-------- Record set

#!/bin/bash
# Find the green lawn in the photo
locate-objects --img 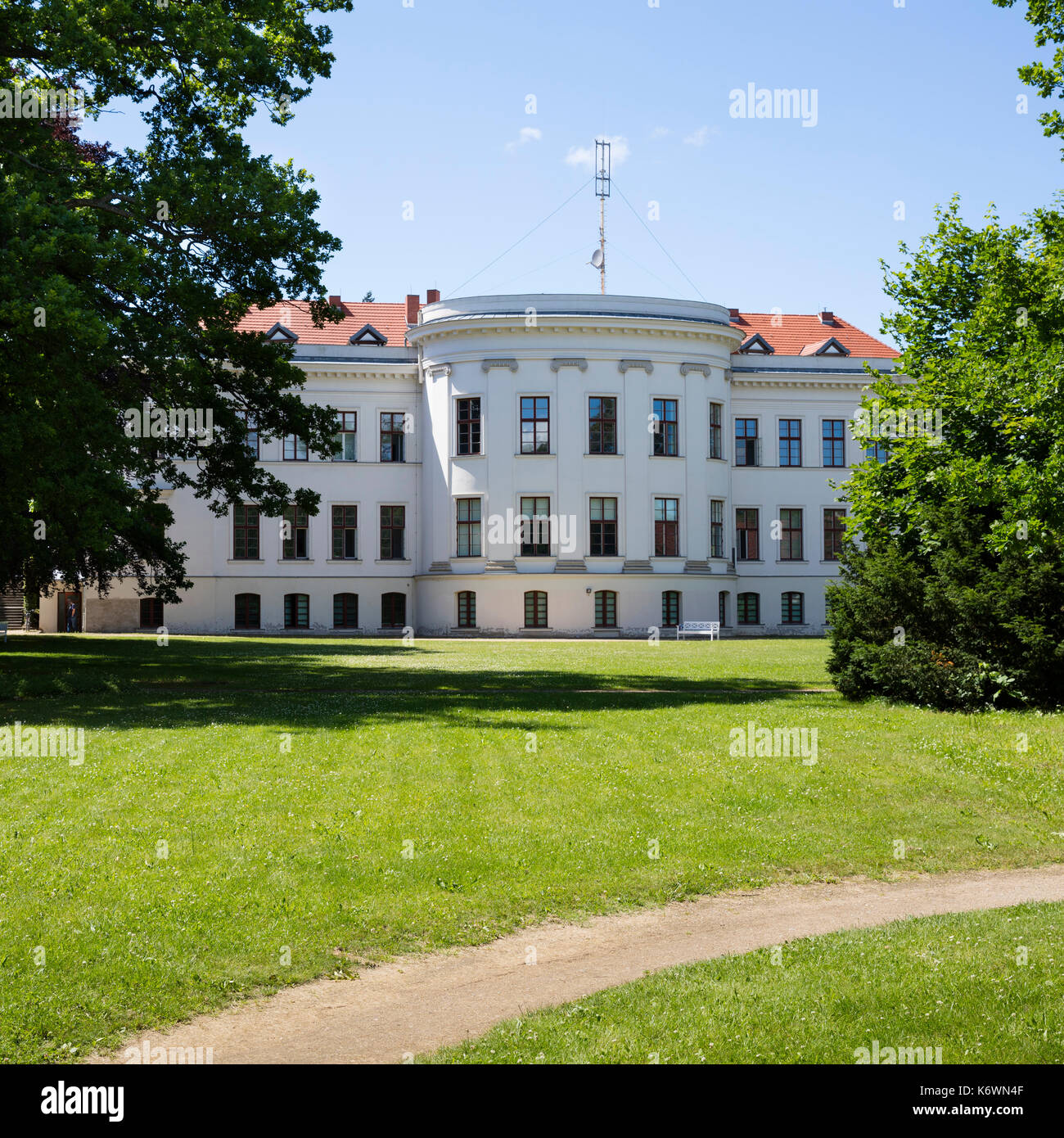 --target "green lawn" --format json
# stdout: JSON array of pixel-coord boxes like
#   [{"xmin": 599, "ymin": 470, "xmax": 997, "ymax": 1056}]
[
  {"xmin": 419, "ymin": 905, "xmax": 1064, "ymax": 1064},
  {"xmin": 0, "ymin": 636, "xmax": 1064, "ymax": 1060}
]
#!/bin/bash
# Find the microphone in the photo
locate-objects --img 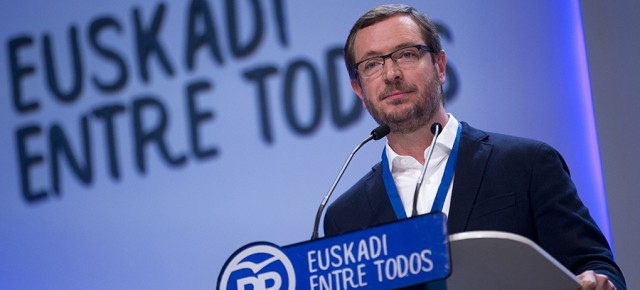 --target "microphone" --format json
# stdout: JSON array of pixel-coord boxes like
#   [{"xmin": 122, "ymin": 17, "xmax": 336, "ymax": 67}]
[
  {"xmin": 311, "ymin": 125, "xmax": 391, "ymax": 241},
  {"xmin": 411, "ymin": 123, "xmax": 442, "ymax": 217}
]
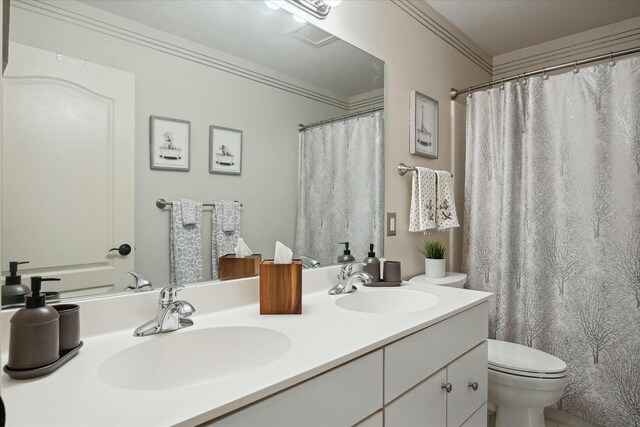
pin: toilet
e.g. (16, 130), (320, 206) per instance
(409, 273), (567, 427)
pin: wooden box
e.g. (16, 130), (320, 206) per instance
(218, 254), (262, 280)
(260, 259), (302, 314)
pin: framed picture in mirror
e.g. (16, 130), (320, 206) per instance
(149, 116), (191, 172)
(209, 126), (242, 175)
(409, 90), (438, 159)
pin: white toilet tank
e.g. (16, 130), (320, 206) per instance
(409, 271), (467, 288)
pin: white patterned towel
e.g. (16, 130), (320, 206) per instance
(221, 200), (238, 233)
(169, 201), (202, 285)
(180, 199), (202, 225)
(436, 171), (460, 230)
(409, 167), (436, 232)
(211, 200), (242, 280)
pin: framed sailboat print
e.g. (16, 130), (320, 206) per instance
(149, 116), (191, 172)
(409, 90), (438, 159)
(209, 126), (242, 175)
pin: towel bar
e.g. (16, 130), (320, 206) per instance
(156, 199), (243, 209)
(398, 163), (453, 176)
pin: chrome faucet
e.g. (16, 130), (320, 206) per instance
(300, 255), (320, 268)
(124, 271), (153, 292)
(133, 285), (196, 337)
(329, 262), (373, 295)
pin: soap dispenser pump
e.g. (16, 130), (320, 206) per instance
(338, 242), (356, 263)
(362, 243), (380, 282)
(2, 261), (31, 305)
(7, 276), (60, 370)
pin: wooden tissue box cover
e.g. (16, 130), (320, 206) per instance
(260, 259), (302, 314)
(218, 254), (262, 280)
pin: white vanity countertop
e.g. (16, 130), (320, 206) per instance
(2, 267), (491, 426)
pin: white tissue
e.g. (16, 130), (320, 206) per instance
(236, 237), (253, 258)
(273, 242), (293, 264)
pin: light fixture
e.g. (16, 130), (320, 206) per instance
(291, 13), (307, 24)
(287, 0), (331, 19)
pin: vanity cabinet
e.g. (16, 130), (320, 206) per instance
(208, 303), (488, 427)
(384, 342), (487, 427)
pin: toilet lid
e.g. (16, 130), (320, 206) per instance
(487, 340), (567, 378)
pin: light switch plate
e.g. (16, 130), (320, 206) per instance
(387, 212), (397, 236)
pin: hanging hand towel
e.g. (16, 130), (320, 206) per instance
(169, 200), (202, 285)
(409, 167), (436, 232)
(436, 171), (460, 230)
(211, 200), (242, 280)
(180, 199), (202, 225)
(221, 200), (240, 233)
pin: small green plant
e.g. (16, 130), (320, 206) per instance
(418, 240), (447, 259)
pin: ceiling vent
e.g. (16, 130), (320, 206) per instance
(287, 24), (338, 47)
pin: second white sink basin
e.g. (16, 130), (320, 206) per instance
(336, 289), (439, 314)
(98, 326), (291, 390)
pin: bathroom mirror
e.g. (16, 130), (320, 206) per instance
(1, 0), (384, 304)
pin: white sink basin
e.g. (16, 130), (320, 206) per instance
(98, 326), (291, 390)
(335, 290), (439, 314)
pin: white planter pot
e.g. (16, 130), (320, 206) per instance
(424, 258), (447, 278)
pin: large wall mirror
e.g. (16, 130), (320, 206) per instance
(1, 0), (384, 308)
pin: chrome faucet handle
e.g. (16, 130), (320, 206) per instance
(158, 285), (184, 307)
(125, 271), (153, 291)
(338, 262), (364, 282)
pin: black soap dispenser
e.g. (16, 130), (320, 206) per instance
(2, 261), (31, 305)
(7, 276), (60, 370)
(338, 242), (356, 263)
(362, 243), (380, 282)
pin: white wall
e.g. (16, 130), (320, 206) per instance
(11, 3), (348, 284)
(493, 17), (640, 78)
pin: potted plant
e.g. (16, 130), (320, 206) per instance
(418, 240), (447, 278)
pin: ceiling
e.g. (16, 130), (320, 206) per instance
(425, 0), (640, 56)
(82, 0), (384, 97)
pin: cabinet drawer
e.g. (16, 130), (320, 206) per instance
(384, 369), (447, 427)
(212, 350), (382, 427)
(447, 341), (488, 427)
(460, 403), (487, 427)
(384, 302), (488, 403)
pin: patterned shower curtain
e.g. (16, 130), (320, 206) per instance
(294, 111), (384, 265)
(464, 58), (640, 426)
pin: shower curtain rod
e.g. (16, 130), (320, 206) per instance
(449, 46), (640, 100)
(298, 107), (384, 132)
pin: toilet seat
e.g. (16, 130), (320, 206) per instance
(487, 339), (567, 379)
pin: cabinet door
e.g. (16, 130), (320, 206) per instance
(461, 403), (487, 427)
(384, 369), (447, 427)
(384, 302), (489, 404)
(447, 341), (487, 427)
(210, 350), (382, 427)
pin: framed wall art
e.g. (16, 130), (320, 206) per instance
(409, 90), (438, 159)
(209, 126), (242, 175)
(149, 116), (191, 171)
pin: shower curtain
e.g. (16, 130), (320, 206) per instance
(464, 58), (640, 426)
(295, 111), (384, 265)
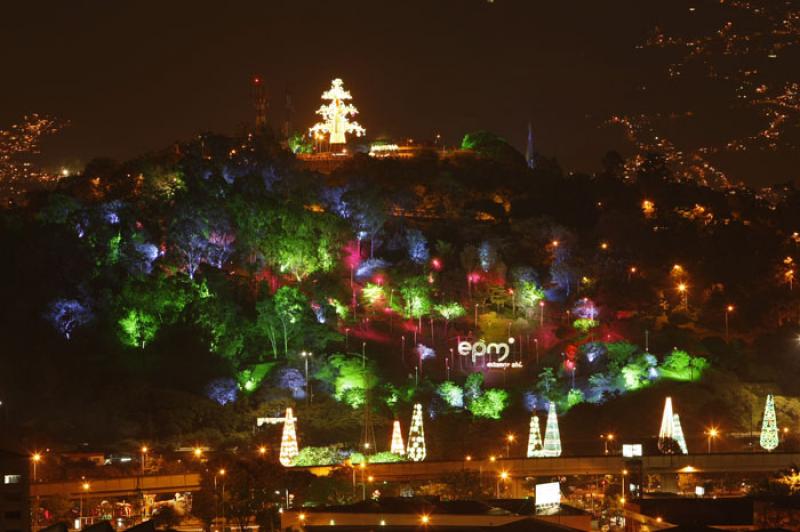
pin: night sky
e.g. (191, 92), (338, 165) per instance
(0, 0), (797, 184)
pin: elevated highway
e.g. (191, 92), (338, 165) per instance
(30, 453), (800, 499)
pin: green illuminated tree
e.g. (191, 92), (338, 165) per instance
(514, 281), (544, 319)
(399, 277), (432, 319)
(536, 368), (556, 399)
(433, 301), (467, 338)
(273, 286), (308, 355)
(467, 388), (508, 419)
(759, 394), (778, 451)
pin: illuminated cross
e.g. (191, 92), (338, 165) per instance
(309, 78), (366, 144)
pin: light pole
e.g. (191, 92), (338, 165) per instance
(600, 433), (614, 454)
(677, 283), (689, 311)
(139, 445), (150, 476)
(506, 434), (515, 458)
(78, 482), (91, 528)
(620, 469), (628, 504)
(706, 427), (719, 454)
(495, 471), (508, 499)
(725, 305), (735, 342)
(300, 351), (312, 404)
(31, 453), (42, 483)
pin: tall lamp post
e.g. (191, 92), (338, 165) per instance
(31, 453), (42, 483)
(600, 433), (614, 454)
(506, 434), (515, 458)
(78, 482), (91, 529)
(300, 351), (313, 404)
(495, 471), (508, 499)
(706, 427), (719, 454)
(725, 305), (736, 342)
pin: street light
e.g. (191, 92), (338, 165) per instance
(139, 445), (150, 476)
(600, 434), (614, 454)
(495, 471), (508, 499)
(506, 434), (515, 458)
(78, 482), (91, 528)
(31, 453), (42, 482)
(706, 427), (719, 454)
(300, 351), (313, 403)
(725, 305), (736, 342)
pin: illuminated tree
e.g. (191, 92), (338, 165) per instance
(407, 403), (427, 462)
(467, 388), (508, 419)
(47, 299), (94, 340)
(406, 229), (430, 264)
(278, 408), (300, 467)
(433, 301), (467, 338)
(309, 78), (365, 144)
(542, 401), (561, 457)
(389, 419), (406, 456)
(399, 277), (432, 318)
(361, 283), (386, 307)
(759, 394), (778, 451)
(536, 368), (556, 399)
(527, 414), (544, 458)
(514, 281), (544, 319)
(436, 381), (464, 408)
(273, 286), (308, 355)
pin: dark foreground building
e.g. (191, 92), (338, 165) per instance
(0, 450), (31, 532)
(281, 498), (589, 532)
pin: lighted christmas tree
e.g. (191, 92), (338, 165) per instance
(658, 397), (676, 454)
(672, 414), (689, 454)
(278, 408), (300, 467)
(528, 414), (543, 458)
(407, 403), (427, 462)
(759, 394), (778, 451)
(389, 420), (406, 456)
(542, 401), (561, 456)
(309, 78), (365, 144)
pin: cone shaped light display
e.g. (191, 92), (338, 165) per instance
(528, 414), (544, 458)
(278, 408), (300, 467)
(672, 414), (689, 454)
(543, 401), (561, 456)
(389, 420), (406, 456)
(407, 403), (427, 462)
(759, 394), (778, 451)
(658, 397), (675, 454)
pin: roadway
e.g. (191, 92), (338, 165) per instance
(31, 453), (800, 499)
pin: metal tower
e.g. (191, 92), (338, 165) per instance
(251, 76), (267, 129)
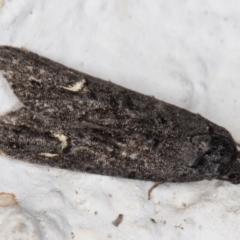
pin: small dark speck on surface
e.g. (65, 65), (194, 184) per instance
(112, 214), (123, 227)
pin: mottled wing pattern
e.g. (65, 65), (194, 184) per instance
(0, 46), (237, 181)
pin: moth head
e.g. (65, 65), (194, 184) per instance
(193, 135), (240, 179)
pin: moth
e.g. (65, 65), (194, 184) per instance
(0, 46), (240, 183)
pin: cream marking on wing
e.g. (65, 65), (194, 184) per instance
(59, 78), (86, 92)
(39, 153), (58, 157)
(53, 134), (68, 150)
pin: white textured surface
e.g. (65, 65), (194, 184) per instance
(0, 0), (240, 240)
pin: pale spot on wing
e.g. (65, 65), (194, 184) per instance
(39, 153), (58, 157)
(53, 134), (68, 150)
(59, 79), (86, 92)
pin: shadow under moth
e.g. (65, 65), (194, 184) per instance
(0, 46), (240, 183)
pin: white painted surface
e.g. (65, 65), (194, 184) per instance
(0, 0), (240, 240)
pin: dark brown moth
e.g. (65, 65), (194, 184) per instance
(0, 46), (240, 183)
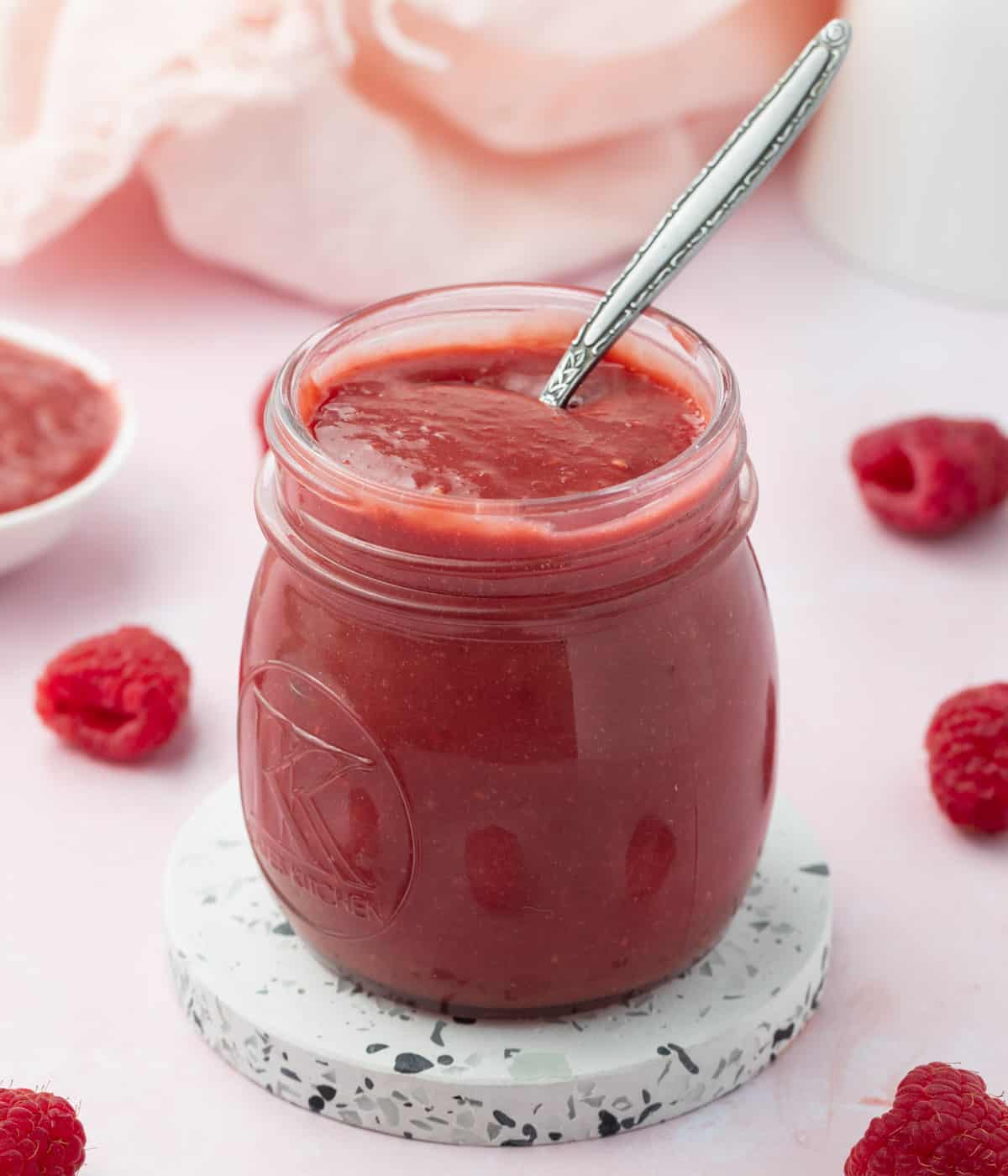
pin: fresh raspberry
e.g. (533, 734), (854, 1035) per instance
(0, 1090), (87, 1176)
(850, 417), (1008, 535)
(843, 1062), (1008, 1176)
(35, 627), (189, 761)
(253, 375), (276, 453)
(925, 682), (1008, 832)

----------------

What to produce: Please copy out the items from the line with "pin: hanging hand towel" through the line with "(384, 302), (488, 403)", swapping "cabinet drawer" for "vanity drawer" and keeping everything else the same. Give only those lines.

Output for this exercise:
pin: hanging hand towel
e.g. (16, 130), (320, 206) per instance
(169, 200), (202, 285)
(409, 167), (436, 232)
(436, 171), (460, 230)
(211, 200), (242, 280)
(180, 199), (202, 225)
(221, 200), (240, 233)
pin: small green plant
e.g. (16, 130), (320, 206) per instance
(418, 240), (447, 259)
pin: ceiling vent
e.g. (16, 130), (320, 206) per instance
(287, 24), (338, 47)
pin: second white sink basin
e.g. (16, 130), (320, 206) per instance
(336, 289), (439, 314)
(98, 326), (291, 390)
pin: bathroom mirror
e.g. (16, 130), (320, 206) per instance
(1, 0), (384, 304)
pin: white sink basin
e.g. (16, 130), (320, 206) per instance
(98, 326), (291, 390)
(335, 290), (439, 314)
pin: white planter pot
e.g. (16, 130), (320, 206) per instance
(424, 258), (447, 278)
pin: large wall mirror
e.g. (16, 130), (320, 206) per instance
(1, 0), (384, 308)
pin: chrome faucet handle
e.g. (16, 130), (320, 206) per instance
(158, 285), (184, 307)
(125, 271), (153, 291)
(338, 262), (364, 282)
pin: black soap dispenser
e.g. (16, 130), (320, 206) per instance
(2, 261), (31, 305)
(7, 276), (60, 370)
(338, 242), (356, 263)
(362, 243), (380, 282)
pin: white wall
e.g. (16, 130), (320, 206) per instance
(11, 3), (348, 284)
(493, 17), (640, 78)
pin: potted plant
e.g. (16, 130), (320, 206) per instance
(418, 240), (447, 278)
pin: ceiling
e.g. (16, 130), (320, 206) per instance
(425, 0), (640, 56)
(82, 0), (384, 97)
pin: vanity drawer
e.g. (16, 130), (320, 206) per instance
(384, 369), (447, 427)
(212, 350), (382, 427)
(447, 341), (488, 427)
(460, 403), (487, 427)
(384, 302), (488, 403)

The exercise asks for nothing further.